As ideias, pelo menos quando são simples, assemelham-se às impressões, porém são mais débeis. Todas as ideias simples, em seu primeiro aparecimento, derivam de impressões simples, que lhes são correspondentes, e que elas representam de modo exacto. As ideias complexas, por outro lado, não precisam assemelhar-se a impressões. Podemos imaginar, por exemplo, um cavalo com asas sem nunca ter visto um, mas os constituintes desta ideia complexa derivam, todos eles, de impressões. Russell (1957: 571), que é a favor de Hume, argumenta dizendo que a prova de que as impressões vêm primeiro do que as ideias, deriva da experiência; como é o caso de um homem que nasce cego, este não tem ideia das cores, pois nunca teve uma experiência delas. Logo, conclui-se que as ideias derivam de impressões – segundo estes empiristas.
 
 

A crítica de Hume perante a indução

 
 
Em nenhum momento Hume usa o termo “indução” nas Investigações, mas sim trata da reação entre causa e efeito, que é também o problema da indução usando outros conceitos para falar do assunto. Neste sentido, Hume (2003: 97) afirma que não há entre as ideias que ocorrem na metafísica, outras mais incertas e obscuras que as de poderforçaenergia ou conexão necessária (causa e efeito). Estas ideias são deveras obscuras, conforme o empirismo de Hume.

**O que fazer:**
Imprima, sem nenhuma alteração, o trecho do texto sobre Hume que vai de "As ideias, pelo" até "segundo estes empiristas.", incluindo este último.

**Material fornecido:**
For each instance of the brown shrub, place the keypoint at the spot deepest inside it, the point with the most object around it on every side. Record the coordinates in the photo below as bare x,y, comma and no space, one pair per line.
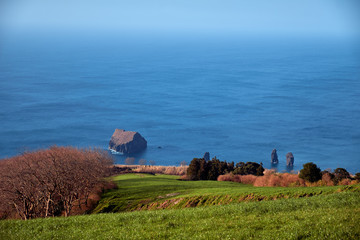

**Resultado do exercício:**
As ideias, pelo menos quando são simples, assemelham-se às impressões, porém são mais débeis. Todas as ideias simples, em seu primeiro aparecimento, derivam de impressões simples, que lhes são correspondentes, e que elas representam de modo exacto. As ideias complexas, por outro lado, não precisam assemelhar-se a impressões. Podemos imaginar, por exemplo, um cavalo com asas sem nunca ter visto um, mas os constituintes desta ideia complexa derivam, todos eles, de impressões. Russell (1957: 571), que é a favor de Hume, argumenta dizendo que a prova de que as impressões vêm primeiro do que as ideias, deriva da experiência; como é o caso de um homem que nasce cego, este não tem ideia das cores, pois nunca teve uma experiência delas. Logo, conclui-se que as ideias derivam de impressões – segundo estes empiristas.